-- Отрывок --
=====

Так вот. Жил на петербургском свете мало-мальский поэт с совершенно непоэтической фамилией — Аммосов. Родился он тоже, как и я, в Санкт-Петербурге, только на Васильевском острове, правда, учиться в школу, в первый класс, ездил в генеральской карете через саму Неву, на мой Заячий остров, в мою школу — в Петершуле.
Но дело совсем не во мне, а в Аммосове. Он умер на перекладных в 1866 году и похоронен на Большеохтинском кладбище, в той его части, которой уж нет: на ней стоит, наверное, кинотеатр или жилой дом. Но и не в этом, наконец, дело. Сей Аммосов писал стихи, и даже очень неплохие. Кто не знает песенки о любви чеченской девушки, отважного Хасбулата и старика: «Хасбулат удалой, бедна сакля твоя…» — этакий гимн смертельной любви, верности, страсти и любви — неразделенной. Ее поют два века и будут петь вечно, забыв об авторе слов… Гораздо менее известно, что наш герой был одним из завсегдатаев и служителей Пробирной Палатки, одним из четырех поэтов-сотоварищей знаменитого содружества славных умников и стихотворцев, сокрывших свои подлинные имена под псевдонимом Козьма Прутков, с чем они и вошли в золотой фонд русской литературы, как, скажем, тот же Пушкин… Вот один из шедевров Козьмы Аммосова:
Понес пастух поодаль молоко
И так ужасно далеко,
Что уж назад не возвращался…
Читатель! Он тебе не попадался?..

=====

-- Задание 1 --
Ответьте по отрывку об Аммосове:
(а) В какой части Санкт-Петербурга родился Аммосов?
(б) В каком году он умер?
(в) Под каким общим псевдонимом он писал вместе с тремя другими поэтами?
-- Задание 2 --
Выпишите из отрывка дословно фрагмент, начиная со слов «Так вот. Жил» и заканчивая словами «школу — в Петершуле.».
Материал, приведённый далее, взят из другого источника.

-- Материал --

=====

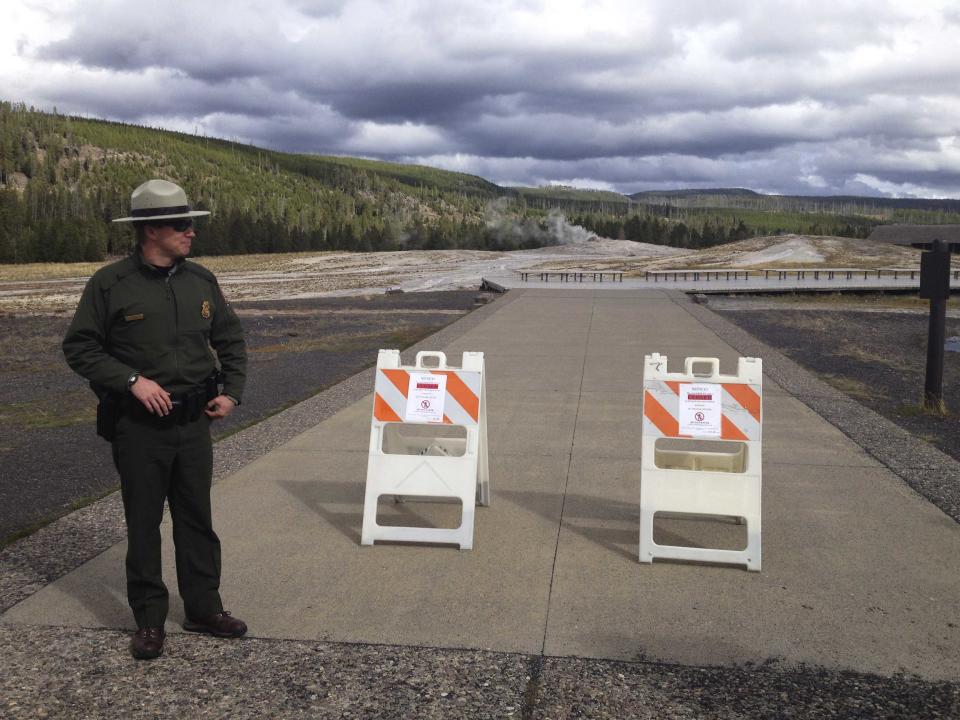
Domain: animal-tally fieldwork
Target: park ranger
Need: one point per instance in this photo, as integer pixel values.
(142, 335)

=====

-- Ответ 1 --
(а) На Васильевском острове.
(б) В 1866 году.
(в) Козьма Прутков.

-- Ответ 2 --
Так вот. Жил на петербургском свете мало-мальский поэт с совершенно непоэтической фамилией — Аммосов. Родился он тоже, как и я, в Санкт-Петербурге, только на Васильевском острове, правда, учиться в школу, в первый класс, ездил в генеральской карете через саму Неву, на мой Заячий остров, в мою школу — в Петершуле.